**CHALLENGE:** Reproduce the listing below with every "Indicate" swapped for "Mark", leaving everything else unchanged.

**ENTRIES SHOWN:**
----------------
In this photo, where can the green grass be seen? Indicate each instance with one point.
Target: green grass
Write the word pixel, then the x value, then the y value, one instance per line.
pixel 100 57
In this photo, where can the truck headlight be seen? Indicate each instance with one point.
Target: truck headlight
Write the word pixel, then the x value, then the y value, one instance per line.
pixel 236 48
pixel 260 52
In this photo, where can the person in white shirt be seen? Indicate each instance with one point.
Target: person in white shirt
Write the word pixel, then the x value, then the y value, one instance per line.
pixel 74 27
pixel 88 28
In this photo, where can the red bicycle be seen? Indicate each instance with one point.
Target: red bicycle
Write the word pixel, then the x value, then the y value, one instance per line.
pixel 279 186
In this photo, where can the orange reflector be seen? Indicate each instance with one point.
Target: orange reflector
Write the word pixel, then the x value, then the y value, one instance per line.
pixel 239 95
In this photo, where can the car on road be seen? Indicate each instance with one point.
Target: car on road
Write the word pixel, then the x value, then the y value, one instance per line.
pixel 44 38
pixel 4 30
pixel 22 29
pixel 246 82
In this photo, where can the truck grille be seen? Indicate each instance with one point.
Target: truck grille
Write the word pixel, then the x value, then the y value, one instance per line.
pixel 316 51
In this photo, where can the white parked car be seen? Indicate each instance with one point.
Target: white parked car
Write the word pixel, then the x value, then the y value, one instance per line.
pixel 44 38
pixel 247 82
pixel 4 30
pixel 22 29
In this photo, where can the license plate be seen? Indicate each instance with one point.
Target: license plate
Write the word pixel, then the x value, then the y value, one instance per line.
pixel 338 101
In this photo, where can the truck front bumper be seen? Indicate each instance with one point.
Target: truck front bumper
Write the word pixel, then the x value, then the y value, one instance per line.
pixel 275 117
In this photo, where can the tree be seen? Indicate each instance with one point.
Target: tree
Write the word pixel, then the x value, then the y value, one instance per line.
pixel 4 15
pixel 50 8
----------------
**TASK OUTPUT:**
In this photo, where can the green grass be seen? Mark each instance with one point.
Target: green grass
Write the word pixel, then the x value, then the y value, one instance per line.
pixel 100 57
In this photo, where can the truck headlight be seen? Mark each instance with one point.
Target: truck headlight
Write the word pixel, then the x value, then the y value, one instance per line.
pixel 236 48
pixel 260 52
In this photo, where can the person in white shirt be seen? Mark each instance with one point.
Target: person in white shirt
Write the word pixel, then the x value, then the y value, one instance per line.
pixel 74 27
pixel 88 28
In this photo, where can the red bicycle be seen? Mark each instance with one point.
Target: red bicycle
Write the word pixel, then the x value, then the y value, one instance per line.
pixel 279 186
In this photo, where can the orange reflector be seen? Mark each instance with one point.
Target: orange reflector
Write the word pixel, then the x value, then the y value, one instance per line.
pixel 239 95
In this photo, where can the car on road be seen? Mark each instance with one point.
Target: car on road
Write the word pixel, then the x value, then the y value, one instance per line.
pixel 44 38
pixel 4 30
pixel 22 29
pixel 246 82
In this photo, where can the truck grille be seen? Mark each instance with one point.
Target: truck grille
Write the word pixel, then the x value, then the y value, one instance per line.
pixel 316 51
In this photo, where can the white parked car be seen? Mark each instance with one point.
Target: white parked car
Write the word pixel, then the x value, then the y value, one instance per line.
pixel 44 38
pixel 247 82
pixel 4 30
pixel 22 29
In this photo, where can the license plate be seen? Mark each instance with one point.
Target: license plate
Write the word pixel, then the x value, then the y value, one instance per line.
pixel 338 101
In this photo, where can the truck front bumper be seen? Mark each instance with one point.
Target: truck front bumper
Write the word pixel, then the x value, then the y value, one instance per line.
pixel 275 117
In this photo, where can the tree be seen? Mark each instance with one point.
Target: tree
Write the word pixel, then the x value, then the y value, one instance per line.
pixel 4 15
pixel 50 8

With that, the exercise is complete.